**Data excerpts**
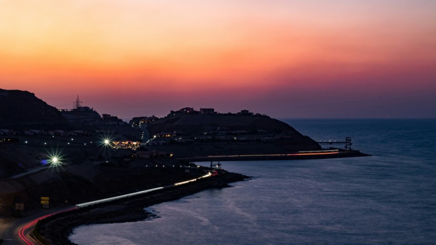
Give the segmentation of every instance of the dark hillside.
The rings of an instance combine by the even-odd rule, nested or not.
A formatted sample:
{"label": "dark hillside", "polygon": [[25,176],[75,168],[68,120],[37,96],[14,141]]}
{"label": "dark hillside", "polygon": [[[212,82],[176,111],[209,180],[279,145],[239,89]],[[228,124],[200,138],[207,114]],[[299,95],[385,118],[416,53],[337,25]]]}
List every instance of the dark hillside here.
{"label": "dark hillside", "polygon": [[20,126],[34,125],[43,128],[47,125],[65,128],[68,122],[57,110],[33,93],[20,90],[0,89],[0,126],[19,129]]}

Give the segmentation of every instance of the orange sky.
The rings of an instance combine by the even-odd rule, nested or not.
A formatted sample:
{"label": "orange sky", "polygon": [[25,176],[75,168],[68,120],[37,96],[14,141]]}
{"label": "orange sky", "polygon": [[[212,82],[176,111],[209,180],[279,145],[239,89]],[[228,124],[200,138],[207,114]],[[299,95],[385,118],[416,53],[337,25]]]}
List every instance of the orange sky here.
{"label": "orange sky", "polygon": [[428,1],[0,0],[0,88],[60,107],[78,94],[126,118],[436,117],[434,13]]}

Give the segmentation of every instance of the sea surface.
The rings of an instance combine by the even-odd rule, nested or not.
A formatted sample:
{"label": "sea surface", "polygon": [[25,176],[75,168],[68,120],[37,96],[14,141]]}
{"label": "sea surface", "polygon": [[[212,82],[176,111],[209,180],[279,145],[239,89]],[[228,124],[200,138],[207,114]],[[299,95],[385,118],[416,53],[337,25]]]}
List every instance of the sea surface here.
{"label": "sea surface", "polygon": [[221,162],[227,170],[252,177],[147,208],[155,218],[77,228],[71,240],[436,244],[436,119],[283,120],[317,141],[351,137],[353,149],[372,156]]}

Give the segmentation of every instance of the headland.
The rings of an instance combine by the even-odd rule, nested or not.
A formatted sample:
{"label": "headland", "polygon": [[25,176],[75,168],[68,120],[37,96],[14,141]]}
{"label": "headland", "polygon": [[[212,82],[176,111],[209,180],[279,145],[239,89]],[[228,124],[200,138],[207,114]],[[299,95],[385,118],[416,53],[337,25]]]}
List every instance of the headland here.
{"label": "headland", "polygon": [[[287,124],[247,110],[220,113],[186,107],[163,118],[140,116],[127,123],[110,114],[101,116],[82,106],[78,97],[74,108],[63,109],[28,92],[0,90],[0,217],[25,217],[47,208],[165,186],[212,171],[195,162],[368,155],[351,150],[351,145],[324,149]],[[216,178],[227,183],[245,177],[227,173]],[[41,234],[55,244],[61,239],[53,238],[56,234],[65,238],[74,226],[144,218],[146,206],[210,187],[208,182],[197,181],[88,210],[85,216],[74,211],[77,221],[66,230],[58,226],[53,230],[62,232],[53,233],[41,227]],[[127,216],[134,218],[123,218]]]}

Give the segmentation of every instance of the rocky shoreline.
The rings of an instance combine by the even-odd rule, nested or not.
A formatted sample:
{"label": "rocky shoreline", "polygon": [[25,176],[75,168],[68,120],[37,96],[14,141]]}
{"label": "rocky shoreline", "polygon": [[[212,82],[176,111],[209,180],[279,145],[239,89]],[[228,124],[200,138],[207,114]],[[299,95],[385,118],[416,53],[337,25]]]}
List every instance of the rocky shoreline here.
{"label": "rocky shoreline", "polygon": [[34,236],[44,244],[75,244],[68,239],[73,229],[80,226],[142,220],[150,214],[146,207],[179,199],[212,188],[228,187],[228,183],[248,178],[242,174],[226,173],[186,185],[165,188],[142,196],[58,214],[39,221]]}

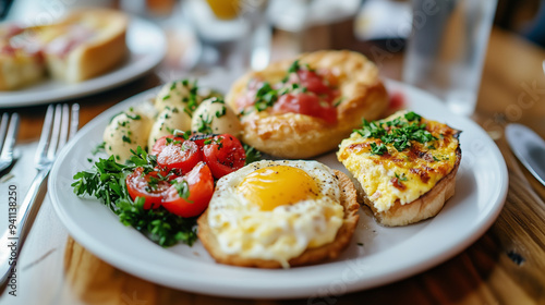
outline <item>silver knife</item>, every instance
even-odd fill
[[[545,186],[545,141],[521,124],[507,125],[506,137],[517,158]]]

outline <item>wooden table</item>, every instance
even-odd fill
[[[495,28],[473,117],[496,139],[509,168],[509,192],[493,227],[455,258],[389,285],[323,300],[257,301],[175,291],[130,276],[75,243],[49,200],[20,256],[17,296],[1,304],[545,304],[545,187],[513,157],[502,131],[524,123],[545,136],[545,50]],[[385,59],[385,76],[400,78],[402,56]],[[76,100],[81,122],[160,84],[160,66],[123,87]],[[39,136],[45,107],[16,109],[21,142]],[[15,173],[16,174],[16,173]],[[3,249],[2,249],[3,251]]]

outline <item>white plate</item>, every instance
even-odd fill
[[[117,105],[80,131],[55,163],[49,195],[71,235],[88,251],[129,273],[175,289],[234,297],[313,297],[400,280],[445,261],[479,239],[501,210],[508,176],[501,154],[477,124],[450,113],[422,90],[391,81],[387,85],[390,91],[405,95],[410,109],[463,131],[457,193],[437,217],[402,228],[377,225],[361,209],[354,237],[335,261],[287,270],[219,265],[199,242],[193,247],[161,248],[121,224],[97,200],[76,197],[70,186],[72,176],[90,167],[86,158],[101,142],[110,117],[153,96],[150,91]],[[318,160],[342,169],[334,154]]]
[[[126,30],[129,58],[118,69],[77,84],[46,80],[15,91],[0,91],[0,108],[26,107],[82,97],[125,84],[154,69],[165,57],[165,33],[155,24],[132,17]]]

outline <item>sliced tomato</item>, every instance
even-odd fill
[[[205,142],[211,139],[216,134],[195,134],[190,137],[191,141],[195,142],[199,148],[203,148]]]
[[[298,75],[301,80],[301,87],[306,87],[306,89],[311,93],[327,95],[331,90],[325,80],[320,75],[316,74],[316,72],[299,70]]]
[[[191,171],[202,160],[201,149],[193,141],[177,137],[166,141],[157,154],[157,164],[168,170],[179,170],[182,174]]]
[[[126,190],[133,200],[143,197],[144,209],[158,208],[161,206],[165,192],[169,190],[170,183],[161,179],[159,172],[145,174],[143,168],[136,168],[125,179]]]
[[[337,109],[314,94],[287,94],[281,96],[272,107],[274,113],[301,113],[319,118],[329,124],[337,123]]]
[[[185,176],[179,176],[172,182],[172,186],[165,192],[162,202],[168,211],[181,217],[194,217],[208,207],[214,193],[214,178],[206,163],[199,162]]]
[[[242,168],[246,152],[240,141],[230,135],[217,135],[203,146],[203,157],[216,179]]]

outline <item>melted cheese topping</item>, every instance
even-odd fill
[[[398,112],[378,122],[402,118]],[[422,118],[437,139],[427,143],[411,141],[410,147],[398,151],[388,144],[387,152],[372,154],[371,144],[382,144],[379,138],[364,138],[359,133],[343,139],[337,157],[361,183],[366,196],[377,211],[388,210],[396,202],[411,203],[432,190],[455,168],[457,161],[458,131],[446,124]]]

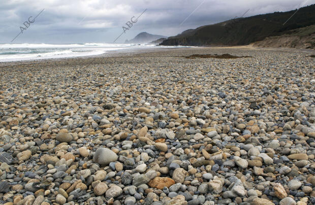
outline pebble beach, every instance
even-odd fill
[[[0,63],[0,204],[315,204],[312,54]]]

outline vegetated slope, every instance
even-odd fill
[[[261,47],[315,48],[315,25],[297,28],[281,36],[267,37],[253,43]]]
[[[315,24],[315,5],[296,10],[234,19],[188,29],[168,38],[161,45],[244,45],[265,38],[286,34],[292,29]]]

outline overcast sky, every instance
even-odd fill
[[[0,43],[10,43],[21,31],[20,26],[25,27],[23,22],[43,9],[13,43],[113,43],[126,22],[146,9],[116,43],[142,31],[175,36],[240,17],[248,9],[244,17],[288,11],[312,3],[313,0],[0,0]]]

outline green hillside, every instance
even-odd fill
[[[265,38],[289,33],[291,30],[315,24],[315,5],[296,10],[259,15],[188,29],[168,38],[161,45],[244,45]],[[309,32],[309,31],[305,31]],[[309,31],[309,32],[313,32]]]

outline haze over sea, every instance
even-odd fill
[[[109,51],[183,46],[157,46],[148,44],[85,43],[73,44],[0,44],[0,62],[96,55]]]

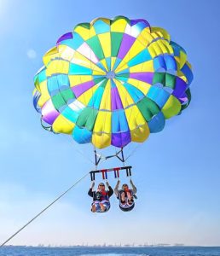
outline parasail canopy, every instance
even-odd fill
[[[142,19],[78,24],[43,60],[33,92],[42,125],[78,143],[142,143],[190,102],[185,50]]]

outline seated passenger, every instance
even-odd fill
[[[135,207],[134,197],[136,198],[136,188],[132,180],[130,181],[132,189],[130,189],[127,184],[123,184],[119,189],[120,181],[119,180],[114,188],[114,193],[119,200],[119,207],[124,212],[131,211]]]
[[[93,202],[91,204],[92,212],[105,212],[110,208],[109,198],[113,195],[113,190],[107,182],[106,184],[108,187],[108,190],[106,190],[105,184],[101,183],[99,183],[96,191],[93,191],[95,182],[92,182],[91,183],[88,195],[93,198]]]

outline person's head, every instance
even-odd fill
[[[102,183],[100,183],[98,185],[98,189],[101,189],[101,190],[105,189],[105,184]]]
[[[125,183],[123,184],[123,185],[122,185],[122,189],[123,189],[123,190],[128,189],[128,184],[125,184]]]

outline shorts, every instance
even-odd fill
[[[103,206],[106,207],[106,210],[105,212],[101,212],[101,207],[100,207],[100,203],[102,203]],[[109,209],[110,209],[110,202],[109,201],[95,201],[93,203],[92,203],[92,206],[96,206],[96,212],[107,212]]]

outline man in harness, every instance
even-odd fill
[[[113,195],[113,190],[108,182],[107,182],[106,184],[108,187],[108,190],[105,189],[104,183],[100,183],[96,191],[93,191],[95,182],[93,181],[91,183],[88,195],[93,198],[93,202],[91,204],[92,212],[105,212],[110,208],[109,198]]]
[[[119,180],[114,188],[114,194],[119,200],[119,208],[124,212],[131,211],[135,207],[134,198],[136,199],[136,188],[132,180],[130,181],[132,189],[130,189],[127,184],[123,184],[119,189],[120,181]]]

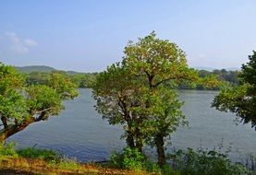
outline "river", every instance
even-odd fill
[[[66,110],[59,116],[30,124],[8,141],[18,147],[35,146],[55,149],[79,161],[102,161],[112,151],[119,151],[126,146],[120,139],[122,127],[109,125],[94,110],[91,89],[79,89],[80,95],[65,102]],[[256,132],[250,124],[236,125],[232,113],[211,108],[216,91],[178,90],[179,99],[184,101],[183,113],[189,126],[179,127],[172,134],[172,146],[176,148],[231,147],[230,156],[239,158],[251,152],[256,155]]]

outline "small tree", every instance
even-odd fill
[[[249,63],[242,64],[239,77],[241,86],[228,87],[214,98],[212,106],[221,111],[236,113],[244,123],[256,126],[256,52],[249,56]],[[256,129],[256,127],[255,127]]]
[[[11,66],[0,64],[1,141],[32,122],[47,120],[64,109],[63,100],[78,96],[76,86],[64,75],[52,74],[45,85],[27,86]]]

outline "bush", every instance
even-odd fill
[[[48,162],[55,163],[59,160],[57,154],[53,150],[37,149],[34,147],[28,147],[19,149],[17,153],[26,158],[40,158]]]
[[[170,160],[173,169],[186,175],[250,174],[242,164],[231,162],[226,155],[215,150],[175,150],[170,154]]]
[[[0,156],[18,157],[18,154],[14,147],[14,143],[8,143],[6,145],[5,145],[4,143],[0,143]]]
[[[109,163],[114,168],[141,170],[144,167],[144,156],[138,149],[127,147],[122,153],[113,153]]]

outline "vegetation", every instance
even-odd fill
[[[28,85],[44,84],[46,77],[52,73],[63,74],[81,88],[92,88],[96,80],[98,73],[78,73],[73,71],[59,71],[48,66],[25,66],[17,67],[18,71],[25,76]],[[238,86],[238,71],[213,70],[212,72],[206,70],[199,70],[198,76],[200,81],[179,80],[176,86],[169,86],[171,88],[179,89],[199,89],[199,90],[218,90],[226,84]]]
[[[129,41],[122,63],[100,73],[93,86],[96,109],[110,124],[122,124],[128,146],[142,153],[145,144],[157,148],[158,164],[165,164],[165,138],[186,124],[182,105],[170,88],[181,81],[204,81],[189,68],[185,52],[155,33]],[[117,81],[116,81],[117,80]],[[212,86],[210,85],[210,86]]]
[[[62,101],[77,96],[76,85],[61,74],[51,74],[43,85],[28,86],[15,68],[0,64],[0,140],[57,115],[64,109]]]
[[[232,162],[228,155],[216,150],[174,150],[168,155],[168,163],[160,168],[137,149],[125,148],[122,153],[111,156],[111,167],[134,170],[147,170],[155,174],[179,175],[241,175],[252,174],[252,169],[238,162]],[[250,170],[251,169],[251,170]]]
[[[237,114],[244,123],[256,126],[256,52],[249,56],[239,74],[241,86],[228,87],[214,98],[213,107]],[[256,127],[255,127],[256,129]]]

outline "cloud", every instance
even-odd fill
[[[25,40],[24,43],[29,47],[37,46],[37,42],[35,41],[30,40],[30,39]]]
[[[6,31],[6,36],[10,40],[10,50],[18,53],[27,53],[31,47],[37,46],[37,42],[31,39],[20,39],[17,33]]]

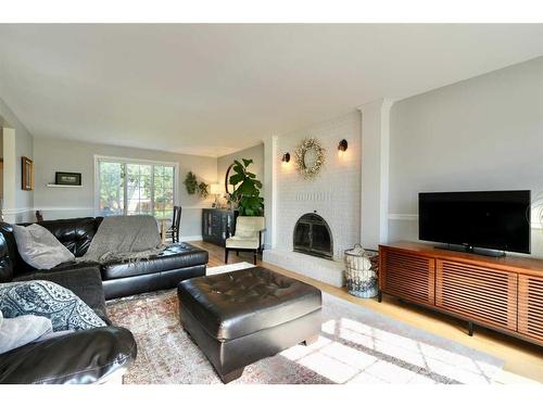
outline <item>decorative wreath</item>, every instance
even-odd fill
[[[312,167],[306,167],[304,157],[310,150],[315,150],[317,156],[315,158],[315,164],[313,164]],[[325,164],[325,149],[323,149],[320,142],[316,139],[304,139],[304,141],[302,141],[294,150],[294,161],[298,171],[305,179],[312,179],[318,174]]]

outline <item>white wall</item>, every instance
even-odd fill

**What you have to do**
Write out the rows from the line with "Give the segmentation of every instance of the headland." up to and including the line with "List every instance of the headland here.".

**Exercise answer**
Give the segmentation of every instance of the headland.
The rings of an instance combine by the even-odd rule, nested or not.
A formatted sample:
{"label": "headland", "polygon": [[25,176],[75,168],[68,120],[37,96],[14,141]]}
{"label": "headland", "polygon": [[[212,82],[176,111],[209,180],[279,145],[239,89]],[[228,124],[200,138],[207,114]],[[299,95],[385,118],[416,53],[337,25]]]}
List every instance of the headland here.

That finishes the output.